* Extrait à lire:
J’aimerais vous expliquer, ma vie, comment ça se passe, où est la frontière floue du non-conventionnel, et comment je me suis retrouvée ici. J’aimerais pouvoir tracer des limites, un profil, détailler tout ça, et me glisser dans une jolie boite avec une étiquette dessus, pour faire plaisir aux gens-qui-aiment-bien-tout-mettre-dans-des-cases-parce-que-c’est-rassurant. Le truc c’est que… j’ai jamais trouvé les choses aussi évidentes que ce qui se passe pour moi depuis quelques temps.

J’ai dit évidentes. J’ai pas dit « normales ». J’haïs ce mot. Pourtant, il faut me rendre à l’évidence, je fais un rapide tour d’horizon de la-plupart-des-gens-autour-de-moi, j’observe, je vois les réactions lorsque je présente mes choix de vie. On respecte, on approuve, ou non, on questionne parfois. On partage rarement. « Ah oui, moi, je pourrais pas ». Et puis je retourne le gant et paf, ça fait une jolie frontière, celle qu’on appelle « la norme ».

* Données brutes:
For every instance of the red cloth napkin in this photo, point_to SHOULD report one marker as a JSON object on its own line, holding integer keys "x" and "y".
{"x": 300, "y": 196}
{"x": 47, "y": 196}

* Consigne: Dans l'extrait à lire, quel mot la personne qui s'exprime déclare-t-elle haïr ? Ce matériel provient d'une source distincte.

* Réponse attendue: Le mot « normales ».